WRITTEN INSTRUCTION
Please rewrite the material below, replacing "stone house" with "brick cottage" and leaving everything else unchanged.

* start *

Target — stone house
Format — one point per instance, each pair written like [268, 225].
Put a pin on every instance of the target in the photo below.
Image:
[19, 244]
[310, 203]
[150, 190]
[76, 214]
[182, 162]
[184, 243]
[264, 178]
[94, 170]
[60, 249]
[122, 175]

* end *

SOLUTION TO THIS TASK
Target — brick cottage
Format — one point per instance, each pair written like [268, 225].
Put a pin on every instance of the target in the photo below.
Image:
[19, 244]
[310, 203]
[150, 190]
[76, 214]
[182, 162]
[184, 243]
[264, 178]
[94, 170]
[60, 249]
[122, 175]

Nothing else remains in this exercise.